* **To do**
A single number is required: the count of lines in the records below that contain the word "tent".

* **Data records**
+ + + + +

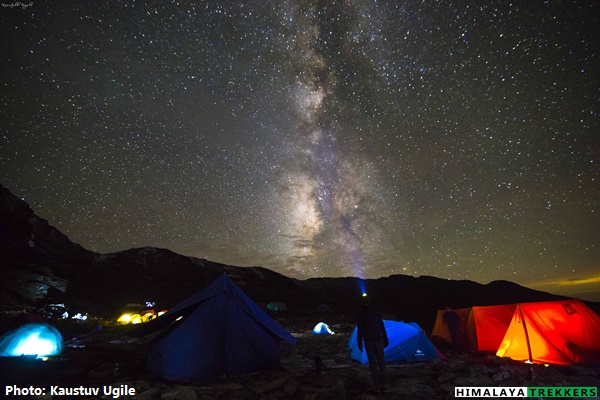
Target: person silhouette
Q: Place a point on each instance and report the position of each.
(371, 331)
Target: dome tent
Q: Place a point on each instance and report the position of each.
(34, 339)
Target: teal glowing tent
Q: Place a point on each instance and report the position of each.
(34, 339)
(322, 329)
(219, 331)
(407, 341)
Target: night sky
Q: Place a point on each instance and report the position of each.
(454, 139)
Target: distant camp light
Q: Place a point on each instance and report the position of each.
(322, 329)
(35, 339)
(124, 319)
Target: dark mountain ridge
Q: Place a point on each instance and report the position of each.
(42, 265)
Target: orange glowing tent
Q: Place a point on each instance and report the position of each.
(558, 332)
(487, 326)
(479, 328)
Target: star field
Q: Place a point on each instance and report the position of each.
(315, 138)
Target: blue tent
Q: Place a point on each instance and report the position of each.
(407, 342)
(322, 329)
(34, 339)
(221, 332)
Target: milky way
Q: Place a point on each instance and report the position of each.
(315, 138)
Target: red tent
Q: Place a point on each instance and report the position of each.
(557, 332)
(480, 328)
(489, 324)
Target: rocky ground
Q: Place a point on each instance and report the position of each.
(110, 359)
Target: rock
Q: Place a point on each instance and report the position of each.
(180, 393)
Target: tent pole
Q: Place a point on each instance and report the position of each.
(526, 334)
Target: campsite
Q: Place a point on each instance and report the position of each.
(227, 332)
(133, 361)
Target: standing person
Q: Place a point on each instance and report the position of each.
(372, 331)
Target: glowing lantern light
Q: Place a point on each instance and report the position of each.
(322, 329)
(136, 319)
(34, 339)
(124, 319)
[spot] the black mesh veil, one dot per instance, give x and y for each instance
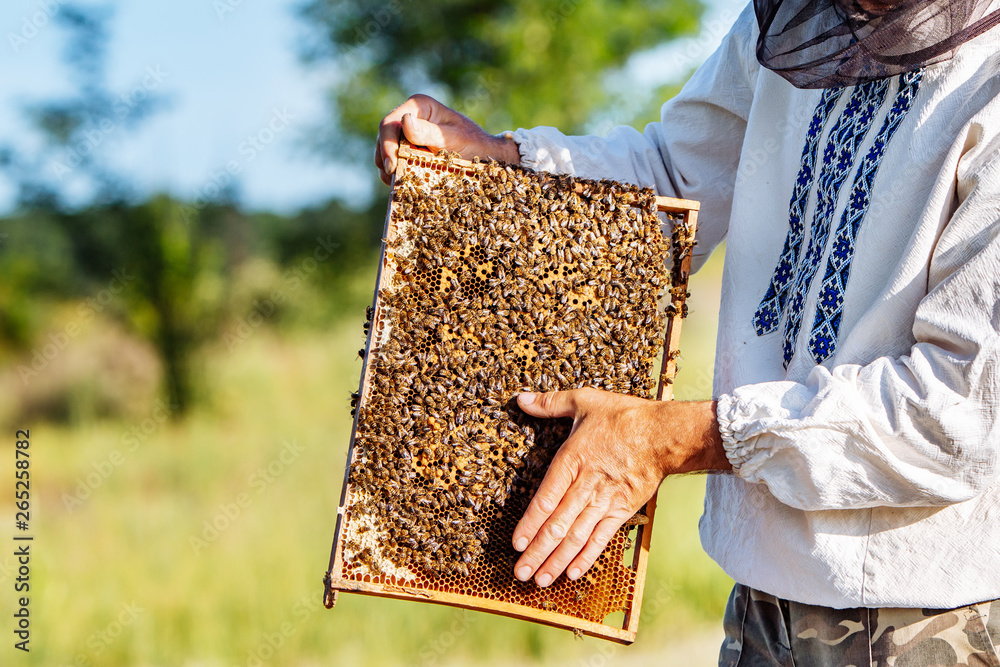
(829, 43)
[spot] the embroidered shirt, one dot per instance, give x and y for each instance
(858, 359)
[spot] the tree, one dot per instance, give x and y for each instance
(502, 63)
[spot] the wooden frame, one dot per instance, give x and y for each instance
(681, 243)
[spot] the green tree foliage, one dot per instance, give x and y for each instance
(503, 63)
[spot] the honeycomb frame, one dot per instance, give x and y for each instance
(511, 598)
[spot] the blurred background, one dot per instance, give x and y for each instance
(189, 227)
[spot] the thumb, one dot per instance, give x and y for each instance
(421, 132)
(549, 404)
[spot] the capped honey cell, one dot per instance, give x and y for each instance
(497, 280)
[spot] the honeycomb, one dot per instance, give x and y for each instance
(496, 280)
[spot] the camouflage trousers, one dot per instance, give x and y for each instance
(764, 630)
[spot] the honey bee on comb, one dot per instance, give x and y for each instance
(497, 280)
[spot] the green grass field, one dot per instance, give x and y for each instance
(204, 542)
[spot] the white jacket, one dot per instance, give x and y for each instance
(866, 469)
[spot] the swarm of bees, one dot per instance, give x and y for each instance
(496, 282)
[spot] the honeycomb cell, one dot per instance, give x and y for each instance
(499, 280)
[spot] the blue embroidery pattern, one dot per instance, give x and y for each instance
(769, 311)
(838, 159)
(830, 304)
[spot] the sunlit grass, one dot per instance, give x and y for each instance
(130, 575)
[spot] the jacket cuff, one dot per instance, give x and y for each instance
(734, 426)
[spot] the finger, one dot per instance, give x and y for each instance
(550, 404)
(390, 129)
(557, 481)
(380, 163)
(420, 132)
(571, 546)
(603, 532)
(554, 533)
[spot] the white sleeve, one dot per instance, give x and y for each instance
(918, 430)
(692, 153)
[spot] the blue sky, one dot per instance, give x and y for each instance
(237, 94)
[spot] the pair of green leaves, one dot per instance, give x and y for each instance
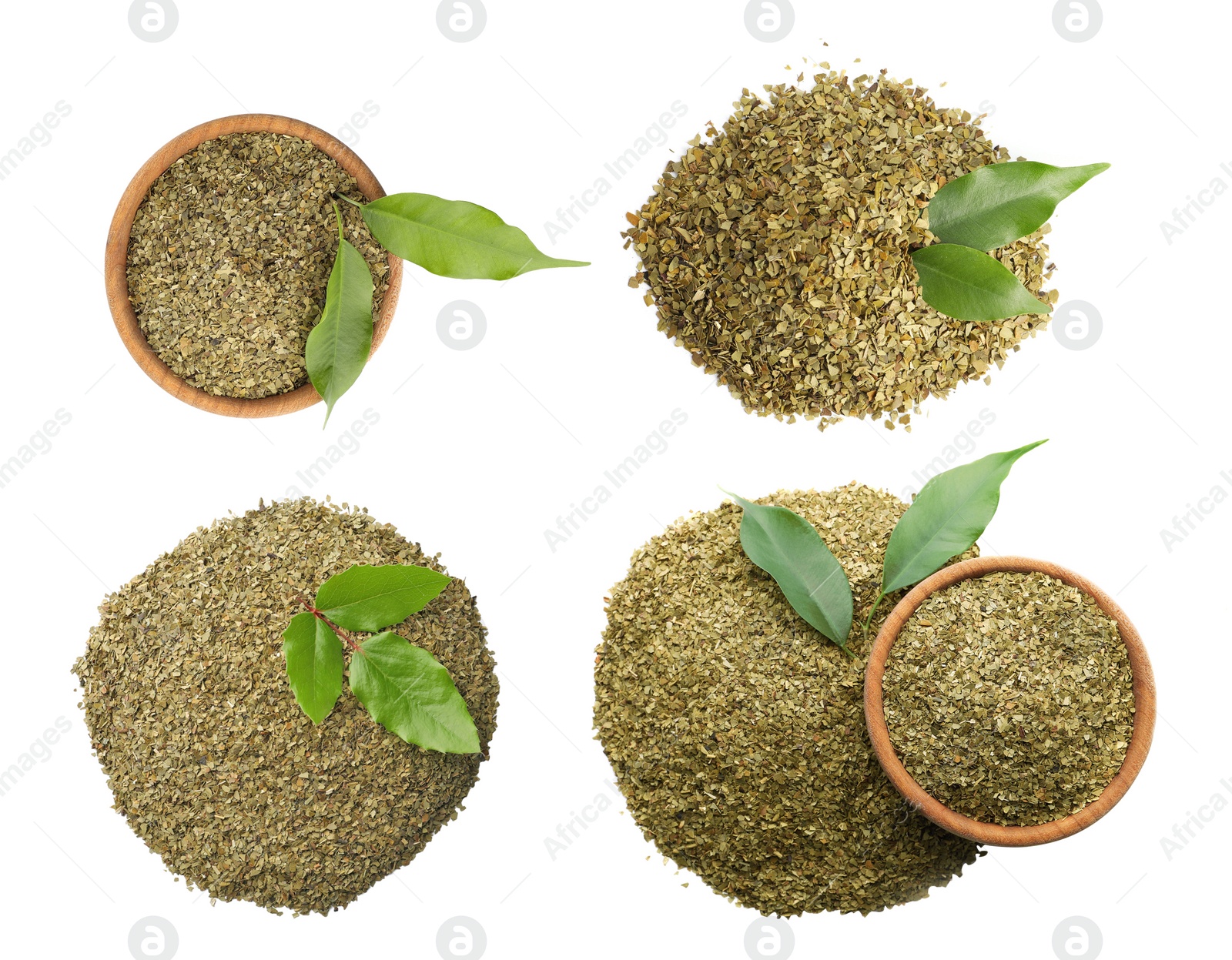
(403, 687)
(983, 211)
(447, 237)
(949, 514)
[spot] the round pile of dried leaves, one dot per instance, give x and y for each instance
(1009, 697)
(229, 256)
(778, 253)
(737, 731)
(206, 751)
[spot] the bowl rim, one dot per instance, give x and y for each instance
(116, 260)
(996, 833)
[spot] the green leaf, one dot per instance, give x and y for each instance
(969, 285)
(373, 598)
(786, 546)
(412, 695)
(948, 515)
(454, 238)
(339, 344)
(314, 664)
(999, 203)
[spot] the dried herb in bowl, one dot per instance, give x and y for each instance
(737, 730)
(1009, 697)
(229, 256)
(244, 287)
(792, 253)
(206, 750)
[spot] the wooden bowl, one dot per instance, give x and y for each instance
(117, 260)
(942, 814)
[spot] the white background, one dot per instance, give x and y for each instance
(480, 450)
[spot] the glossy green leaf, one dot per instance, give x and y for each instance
(949, 514)
(786, 546)
(339, 344)
(412, 695)
(969, 285)
(454, 238)
(998, 203)
(373, 598)
(314, 664)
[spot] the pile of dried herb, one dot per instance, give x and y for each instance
(1009, 697)
(737, 731)
(209, 754)
(229, 256)
(778, 253)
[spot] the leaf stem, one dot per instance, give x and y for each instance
(868, 623)
(333, 626)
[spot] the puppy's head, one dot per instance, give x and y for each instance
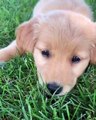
(62, 43)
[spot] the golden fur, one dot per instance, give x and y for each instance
(63, 27)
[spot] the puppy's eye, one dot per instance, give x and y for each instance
(46, 53)
(75, 59)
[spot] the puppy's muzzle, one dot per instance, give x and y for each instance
(54, 88)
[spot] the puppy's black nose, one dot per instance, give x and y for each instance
(53, 87)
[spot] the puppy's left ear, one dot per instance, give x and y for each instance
(26, 35)
(93, 45)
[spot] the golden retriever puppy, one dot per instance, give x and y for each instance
(61, 36)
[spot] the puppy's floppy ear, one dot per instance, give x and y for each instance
(93, 46)
(26, 36)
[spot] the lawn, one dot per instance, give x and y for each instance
(21, 97)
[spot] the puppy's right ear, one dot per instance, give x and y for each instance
(26, 35)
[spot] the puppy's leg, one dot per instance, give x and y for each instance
(9, 52)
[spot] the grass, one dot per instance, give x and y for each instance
(21, 97)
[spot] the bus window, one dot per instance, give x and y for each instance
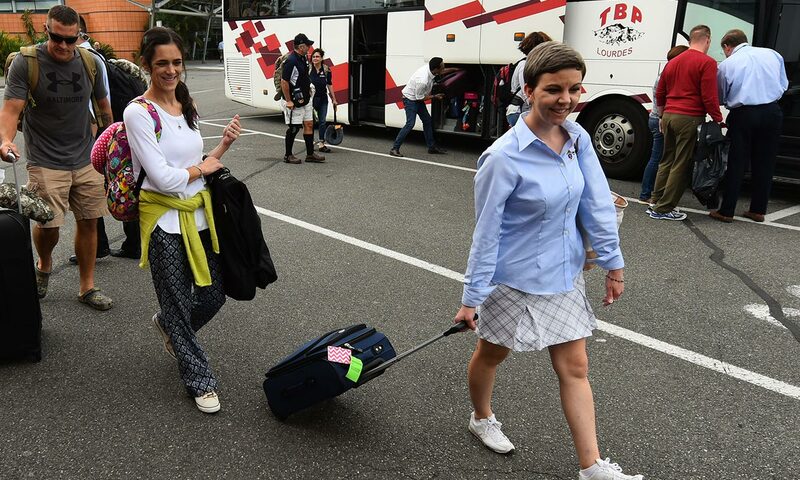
(720, 16)
(295, 7)
(787, 41)
(351, 5)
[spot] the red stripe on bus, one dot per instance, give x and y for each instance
(454, 14)
(272, 42)
(250, 28)
(240, 45)
(503, 12)
(527, 10)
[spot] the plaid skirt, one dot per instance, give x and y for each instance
(524, 322)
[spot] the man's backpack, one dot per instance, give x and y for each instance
(502, 96)
(111, 156)
(29, 53)
(123, 84)
(276, 77)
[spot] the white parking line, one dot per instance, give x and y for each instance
(769, 221)
(719, 366)
(786, 212)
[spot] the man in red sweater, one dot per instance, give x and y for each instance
(688, 91)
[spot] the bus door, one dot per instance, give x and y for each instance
(405, 53)
(784, 36)
(335, 40)
(368, 69)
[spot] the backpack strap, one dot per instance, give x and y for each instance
(29, 53)
(91, 69)
(141, 101)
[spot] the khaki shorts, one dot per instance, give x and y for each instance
(297, 115)
(78, 190)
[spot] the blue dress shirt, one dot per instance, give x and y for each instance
(751, 76)
(529, 201)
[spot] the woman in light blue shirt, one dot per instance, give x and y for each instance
(534, 187)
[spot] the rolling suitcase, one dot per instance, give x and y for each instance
(21, 317)
(314, 373)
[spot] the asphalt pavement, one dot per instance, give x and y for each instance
(695, 373)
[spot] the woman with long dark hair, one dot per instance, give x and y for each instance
(321, 79)
(177, 227)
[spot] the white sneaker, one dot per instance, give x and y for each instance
(208, 403)
(605, 470)
(488, 431)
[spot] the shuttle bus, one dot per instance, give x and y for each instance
(373, 47)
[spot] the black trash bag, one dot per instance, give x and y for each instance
(710, 164)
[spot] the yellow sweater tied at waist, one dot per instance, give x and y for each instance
(152, 205)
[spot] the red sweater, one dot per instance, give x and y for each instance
(688, 86)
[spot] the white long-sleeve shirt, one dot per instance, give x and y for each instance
(166, 161)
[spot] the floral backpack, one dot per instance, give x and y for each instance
(111, 156)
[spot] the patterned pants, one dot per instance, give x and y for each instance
(185, 307)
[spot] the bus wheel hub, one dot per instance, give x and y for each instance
(613, 137)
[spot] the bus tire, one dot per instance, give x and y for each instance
(620, 136)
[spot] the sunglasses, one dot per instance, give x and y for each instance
(56, 38)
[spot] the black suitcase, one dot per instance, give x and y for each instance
(20, 317)
(306, 377)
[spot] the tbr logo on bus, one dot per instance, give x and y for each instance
(614, 33)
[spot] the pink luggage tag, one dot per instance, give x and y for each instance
(340, 355)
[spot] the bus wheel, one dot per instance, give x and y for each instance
(620, 137)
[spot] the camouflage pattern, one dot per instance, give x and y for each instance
(33, 206)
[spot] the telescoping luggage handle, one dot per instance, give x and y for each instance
(374, 372)
(12, 159)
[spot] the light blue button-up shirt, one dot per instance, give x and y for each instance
(528, 203)
(751, 76)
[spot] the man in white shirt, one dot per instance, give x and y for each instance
(751, 81)
(416, 92)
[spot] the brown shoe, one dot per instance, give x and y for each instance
(756, 217)
(718, 216)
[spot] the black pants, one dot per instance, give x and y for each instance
(754, 132)
(185, 307)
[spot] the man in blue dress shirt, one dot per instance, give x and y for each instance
(751, 81)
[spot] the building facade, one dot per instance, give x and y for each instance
(115, 22)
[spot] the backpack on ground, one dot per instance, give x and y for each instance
(111, 156)
(276, 77)
(502, 96)
(29, 52)
(123, 84)
(710, 163)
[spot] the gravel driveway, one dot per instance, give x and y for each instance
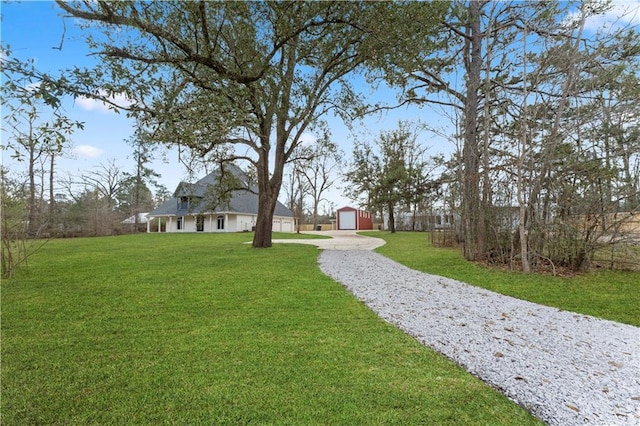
(566, 368)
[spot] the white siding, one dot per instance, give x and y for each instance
(347, 219)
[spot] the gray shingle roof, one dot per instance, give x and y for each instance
(242, 201)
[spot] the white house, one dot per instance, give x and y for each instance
(190, 209)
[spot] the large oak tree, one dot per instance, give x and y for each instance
(242, 78)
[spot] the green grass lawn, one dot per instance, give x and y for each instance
(614, 295)
(202, 329)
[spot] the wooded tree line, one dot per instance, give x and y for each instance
(547, 122)
(545, 109)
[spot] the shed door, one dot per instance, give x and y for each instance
(348, 219)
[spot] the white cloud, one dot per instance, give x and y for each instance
(90, 104)
(87, 151)
(622, 13)
(307, 138)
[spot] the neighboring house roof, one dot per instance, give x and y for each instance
(241, 201)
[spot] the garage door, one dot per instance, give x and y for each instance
(347, 220)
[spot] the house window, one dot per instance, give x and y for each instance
(183, 203)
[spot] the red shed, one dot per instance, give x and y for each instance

+ + + + +

* **Worked solution**
6